■ Your assignment
Locate, in the data below, the line that contains "Target: wing covert feather" and the line that contains "mark: the clear sky background"; reproduce exactly those two lines and every line between them, nothing more.

[Dataset records]
- - - -

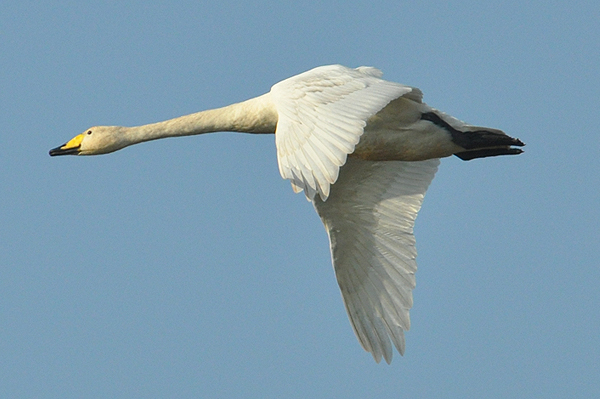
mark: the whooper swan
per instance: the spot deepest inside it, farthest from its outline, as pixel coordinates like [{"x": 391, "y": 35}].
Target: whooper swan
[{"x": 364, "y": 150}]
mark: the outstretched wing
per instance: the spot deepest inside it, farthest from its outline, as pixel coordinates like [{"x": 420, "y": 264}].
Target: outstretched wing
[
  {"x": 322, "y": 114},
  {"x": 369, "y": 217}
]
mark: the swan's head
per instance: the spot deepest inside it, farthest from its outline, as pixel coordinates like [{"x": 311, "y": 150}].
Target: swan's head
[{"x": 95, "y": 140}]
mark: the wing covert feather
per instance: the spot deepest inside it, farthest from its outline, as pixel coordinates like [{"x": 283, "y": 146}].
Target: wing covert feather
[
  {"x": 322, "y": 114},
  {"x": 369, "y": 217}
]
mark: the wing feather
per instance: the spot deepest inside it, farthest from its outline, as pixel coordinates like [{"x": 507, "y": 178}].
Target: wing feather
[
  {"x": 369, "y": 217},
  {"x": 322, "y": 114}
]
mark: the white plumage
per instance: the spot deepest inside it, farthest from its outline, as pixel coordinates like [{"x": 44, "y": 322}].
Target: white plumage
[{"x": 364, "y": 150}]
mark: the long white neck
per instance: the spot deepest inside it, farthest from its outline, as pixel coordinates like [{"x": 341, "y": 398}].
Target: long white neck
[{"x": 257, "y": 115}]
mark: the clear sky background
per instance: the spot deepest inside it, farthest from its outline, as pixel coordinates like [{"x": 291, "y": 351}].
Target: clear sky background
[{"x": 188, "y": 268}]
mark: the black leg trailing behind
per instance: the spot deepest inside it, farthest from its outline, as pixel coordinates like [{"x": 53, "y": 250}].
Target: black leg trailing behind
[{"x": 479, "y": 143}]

- - - -

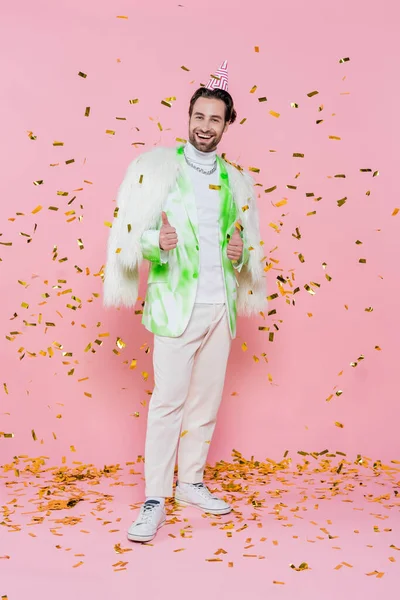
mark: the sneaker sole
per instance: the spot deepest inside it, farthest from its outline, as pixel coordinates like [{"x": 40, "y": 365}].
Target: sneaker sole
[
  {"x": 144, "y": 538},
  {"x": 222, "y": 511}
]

- - - -

■ Answer below
Target: wing covert feather
[
  {"x": 322, "y": 114},
  {"x": 369, "y": 217}
]
mark: the wing feather
per instance: the spot deepest inside it, farthest from its outline, as pixel coordinates like [{"x": 507, "y": 178}].
Target: wing feather
[
  {"x": 369, "y": 217},
  {"x": 322, "y": 114}
]
mark: the white plumage
per instance: the spot deepest inside it, farthest from its outline, as pixel coordinates like [{"x": 44, "y": 322}].
Target: white plumage
[{"x": 364, "y": 150}]
mark: the long white neck
per instance: the spot deepest inside it, farthest from its outline, as pixel coordinates like [{"x": 341, "y": 398}].
Target: long white neck
[{"x": 257, "y": 115}]
mark: the clear sky background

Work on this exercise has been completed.